Task instructions: Write out these lines as a JSON list of strings, one string per line, skipping any blank lines.

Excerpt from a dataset
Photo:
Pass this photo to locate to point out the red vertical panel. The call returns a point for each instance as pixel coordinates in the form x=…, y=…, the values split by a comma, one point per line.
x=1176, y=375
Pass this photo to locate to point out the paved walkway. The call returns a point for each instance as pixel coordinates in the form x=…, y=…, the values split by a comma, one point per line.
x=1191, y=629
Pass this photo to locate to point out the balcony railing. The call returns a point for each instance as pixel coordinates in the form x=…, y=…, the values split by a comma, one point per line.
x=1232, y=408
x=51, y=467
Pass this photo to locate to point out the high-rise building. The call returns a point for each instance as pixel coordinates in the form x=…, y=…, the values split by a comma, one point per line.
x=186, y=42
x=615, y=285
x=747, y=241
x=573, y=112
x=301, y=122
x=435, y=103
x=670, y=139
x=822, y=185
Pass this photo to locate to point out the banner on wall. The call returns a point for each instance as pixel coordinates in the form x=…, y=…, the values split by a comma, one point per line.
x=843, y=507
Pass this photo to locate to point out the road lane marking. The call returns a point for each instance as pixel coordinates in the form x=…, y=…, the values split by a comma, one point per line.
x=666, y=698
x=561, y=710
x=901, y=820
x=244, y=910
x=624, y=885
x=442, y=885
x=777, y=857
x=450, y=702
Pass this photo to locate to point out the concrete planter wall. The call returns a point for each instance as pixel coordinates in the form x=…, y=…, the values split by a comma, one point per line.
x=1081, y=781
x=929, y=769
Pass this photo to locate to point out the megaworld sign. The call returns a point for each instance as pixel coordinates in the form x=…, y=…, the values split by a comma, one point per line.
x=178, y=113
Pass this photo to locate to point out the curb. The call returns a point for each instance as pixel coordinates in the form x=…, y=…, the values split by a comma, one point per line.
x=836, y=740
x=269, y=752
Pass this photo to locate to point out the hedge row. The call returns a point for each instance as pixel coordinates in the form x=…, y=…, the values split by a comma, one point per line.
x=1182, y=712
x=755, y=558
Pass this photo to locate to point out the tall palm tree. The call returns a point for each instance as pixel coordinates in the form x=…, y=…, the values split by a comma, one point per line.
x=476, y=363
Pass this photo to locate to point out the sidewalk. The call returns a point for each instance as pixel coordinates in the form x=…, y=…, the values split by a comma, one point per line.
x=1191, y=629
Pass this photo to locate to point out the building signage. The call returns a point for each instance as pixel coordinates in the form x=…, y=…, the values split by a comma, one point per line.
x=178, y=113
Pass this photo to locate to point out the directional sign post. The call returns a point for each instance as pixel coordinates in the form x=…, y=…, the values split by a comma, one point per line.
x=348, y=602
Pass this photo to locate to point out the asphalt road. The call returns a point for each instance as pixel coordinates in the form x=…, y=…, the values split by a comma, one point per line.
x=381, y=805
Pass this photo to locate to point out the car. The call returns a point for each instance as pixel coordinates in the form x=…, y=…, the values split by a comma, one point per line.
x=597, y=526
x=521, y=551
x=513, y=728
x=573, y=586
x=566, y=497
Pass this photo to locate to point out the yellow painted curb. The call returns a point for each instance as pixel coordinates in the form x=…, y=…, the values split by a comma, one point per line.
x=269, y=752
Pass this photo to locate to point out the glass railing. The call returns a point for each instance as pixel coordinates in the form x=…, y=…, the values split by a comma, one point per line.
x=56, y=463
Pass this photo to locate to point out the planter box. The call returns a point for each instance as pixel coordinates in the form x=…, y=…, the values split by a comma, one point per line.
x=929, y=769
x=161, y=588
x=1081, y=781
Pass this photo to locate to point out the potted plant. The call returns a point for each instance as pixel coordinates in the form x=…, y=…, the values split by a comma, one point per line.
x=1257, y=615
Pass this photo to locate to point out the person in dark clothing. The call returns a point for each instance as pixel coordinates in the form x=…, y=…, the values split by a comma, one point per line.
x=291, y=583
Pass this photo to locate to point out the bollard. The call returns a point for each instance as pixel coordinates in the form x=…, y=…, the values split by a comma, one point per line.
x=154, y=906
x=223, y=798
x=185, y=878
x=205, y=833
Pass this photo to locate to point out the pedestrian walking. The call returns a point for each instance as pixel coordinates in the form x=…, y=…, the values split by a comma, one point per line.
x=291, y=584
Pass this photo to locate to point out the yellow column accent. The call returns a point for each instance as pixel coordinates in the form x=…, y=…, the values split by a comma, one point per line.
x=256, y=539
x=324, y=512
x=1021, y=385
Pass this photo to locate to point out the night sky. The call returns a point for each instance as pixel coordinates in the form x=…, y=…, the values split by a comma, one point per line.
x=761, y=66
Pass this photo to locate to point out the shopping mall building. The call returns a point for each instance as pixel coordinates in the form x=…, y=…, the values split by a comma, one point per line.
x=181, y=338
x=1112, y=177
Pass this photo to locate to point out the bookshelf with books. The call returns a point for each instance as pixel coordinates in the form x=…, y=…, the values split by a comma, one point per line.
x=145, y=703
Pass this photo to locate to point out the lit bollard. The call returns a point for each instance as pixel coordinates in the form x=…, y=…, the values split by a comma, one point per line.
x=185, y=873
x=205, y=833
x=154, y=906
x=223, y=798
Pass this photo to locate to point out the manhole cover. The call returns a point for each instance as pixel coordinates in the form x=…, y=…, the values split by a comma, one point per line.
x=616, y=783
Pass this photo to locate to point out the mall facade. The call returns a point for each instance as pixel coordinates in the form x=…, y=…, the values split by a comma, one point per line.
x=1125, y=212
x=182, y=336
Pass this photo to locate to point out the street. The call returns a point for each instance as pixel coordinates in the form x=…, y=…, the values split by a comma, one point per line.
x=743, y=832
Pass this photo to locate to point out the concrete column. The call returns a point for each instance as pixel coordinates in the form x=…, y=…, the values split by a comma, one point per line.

The result:
[
  "Photo:",
  "Pass this photo to locate to point out the red vertical panel. The call returns a point for each instance as pixel coordinates in the form x=…, y=…, the values split by a comma, one point per line.",
  "x=1176, y=375",
  "Pass this photo to locate to point out the paved walkway. The call returns a point for each instance as pixel coordinates in the form x=…, y=…, the values split by a comma, one point per line.",
  "x=1191, y=629",
  "Pass this photo to locate to point out the balcony railing. The call returns a point for each instance as pixel coordinates in the form x=…, y=…, the values split by a comma, one point per line.",
  "x=1232, y=408",
  "x=51, y=467",
  "Pass this photo to locate to point out the high-rise building. The call returns a point for each instance as pixel coordinates in the form x=…, y=…, the values split by a comma, one point per line.",
  "x=186, y=42",
  "x=615, y=285",
  "x=747, y=241",
  "x=573, y=112",
  "x=301, y=122",
  "x=435, y=103",
  "x=670, y=139",
  "x=822, y=185",
  "Pass this photo to locate to point out the banner on wall. The call returns a point for each instance as pixel coordinates in the form x=…, y=…, the values split by a comma, one point per line.",
  "x=843, y=507",
  "Pass this photo to locate to point out the road lane marking. The call returns a point for each instance as pixel coordinates in the form x=…, y=…, the values split by a comma, one point per line.",
  "x=666, y=698",
  "x=561, y=710",
  "x=901, y=820",
  "x=244, y=910",
  "x=624, y=885",
  "x=442, y=885",
  "x=777, y=857",
  "x=450, y=702",
  "Pass this photo to locate to point out the concrete planter wall. The call returns a point for each instance as pixel coordinates in the form x=…, y=…, the values split by a comma, one point per line.",
  "x=1081, y=781",
  "x=929, y=769",
  "Pass this photo to locate to point out the megaworld sign. The call returns a point for each instance as pixel coordinates in the form x=…, y=…, the values split by a comma, one point per line.",
  "x=178, y=113",
  "Pass this photo to locate to point out the curb. The call returns a point for each instance as pixel coordinates in the form x=…, y=…, the values split by a comma, one point per line.",
  "x=836, y=740",
  "x=269, y=752",
  "Pass this photo to locate to point out the hedge row. The call returns a point for each instance as pixel coordinates in the form x=…, y=…, the values split by a comma, one point per line.",
  "x=1182, y=712",
  "x=755, y=558",
  "Pass this photo to locate to point out the tall palm tree. The call returns a point for each instance as pixel coordinates in the form x=…, y=…, the values split by a comma, one point per line.",
  "x=476, y=363",
  "Pass this photo to locate to point out the sidewalk. The call returns a point for each instance as pixel coordinates in the form x=…, y=…, the values split by a comma, one point per line.",
  "x=1191, y=629",
  "Pass this photo to locate to point out the building signage. The call returns a point for each instance as pixel coordinates in the form x=…, y=…, the values split by a comma, one point per line.",
  "x=178, y=113",
  "Pass this photo to locate to point out the directional sign post. The call returns a point for each instance as pixel coordinates in the form x=…, y=…, the values split by a comma, one point per line.",
  "x=348, y=602",
  "Pass this photo to locate to point out the asphalt road. The call returns a point for each instance as pixel coordinates in the form x=…, y=…, the values split by a comma, one point per line.",
  "x=381, y=805",
  "Pass this photo to locate to point out the car. The call returns a point for each instance as pixel coordinates in the form x=…, y=…, the values split by a comma, one point per line.",
  "x=597, y=526",
  "x=521, y=551",
  "x=513, y=728",
  "x=573, y=586",
  "x=566, y=497",
  "Pass this photo to locate to point out the yellow painted curb. The call returns a point for each instance as pixel coordinates in the form x=…, y=…, the values split by a comma, one point per line.",
  "x=269, y=752",
  "Pass this photo to locate to point out the glass railing. The call returns a point for each instance as pixel coordinates in the form x=…, y=…, the values split by a comma, one point per line.",
  "x=56, y=463",
  "Pass this photo to locate to point out the planter box. The call returns a point for each instance as pixel coordinates in the form x=…, y=…, the values split by a comma, one point per line.",
  "x=929, y=769",
  "x=161, y=588",
  "x=1081, y=781",
  "Pass this photo to locate to point out the potted plant. The call returns a point for each instance as pixel coordinates in the form x=…, y=…, the values split by a comma, one point per line.",
  "x=1257, y=615",
  "Pass this photo to locate to point out the person in dark clothing. The call returns a point for each instance as pixel coordinates in the form x=…, y=…, the values split by a comma, one point per line.",
  "x=291, y=583",
  "Pass this photo to locate to point out the bollard. The call returns a point for each instance as pixel coordinates in the form x=…, y=…, the values split by a comma, one point per line.",
  "x=154, y=906",
  "x=223, y=798",
  "x=185, y=878",
  "x=205, y=833",
  "Pass this photo to locate to point out the pedestrian walking. The call returns a point for each instance as pixel coordinates in the form x=…, y=…, the values split by a comma, one point per line.",
  "x=291, y=584",
  "Pass this photo to locate to point out the yellow column accent. The call returns a point for each instance as pixel coordinates in the form x=…, y=…, the values split by a comma, one point per line.",
  "x=256, y=539",
  "x=324, y=512",
  "x=1021, y=385",
  "Pass this photo to locate to point out the night sky. The call returns a point for each instance as pixel coordinates in the form x=…, y=…, the values split by a comma, one point per line.",
  "x=761, y=66",
  "Pass this photo to locate to point out the shopping mall building. The call returns a point for each instance as pixel coordinates in the form x=…, y=…, the values split by a comma, one point per line.",
  "x=181, y=338",
  "x=1112, y=177",
  "Pass this photo to locate to point out the bookshelf with books. The call returns a point for each instance as pixel coordinates in the form x=…, y=…, the values split by a comma, one point per line.",
  "x=145, y=703",
  "Pass this photo to locate to point out the lit bollard. The call returns a point for each instance as pixel coordinates in the form x=…, y=…, the values split by a comma, one point per line.",
  "x=185, y=873",
  "x=205, y=833",
  "x=154, y=906",
  "x=223, y=798",
  "Pass this photo to locate to point out the manhole cover. The call returns a point for each instance as pixel coordinates in the form x=…, y=…, the values split by a comma, one point per line.",
  "x=616, y=783",
  "Pass this photo to locate to point out the mall facade. The call returns a point for each instance as pixel coordinates in the form x=…, y=…, the values split by a comma, one point per line.",
  "x=1125, y=212",
  "x=182, y=336",
  "Pass this photo to locate to point out the street. The call returns a point for each instance as pixel coordinates in the form x=…, y=…, the values split by a comma, one point per line.",
  "x=743, y=832",
  "Pass this photo to locate to point out the concrete column. The call returns a point for each instance as pixel coordinates in the form x=…, y=…, the values split by a comma, one point per line."
]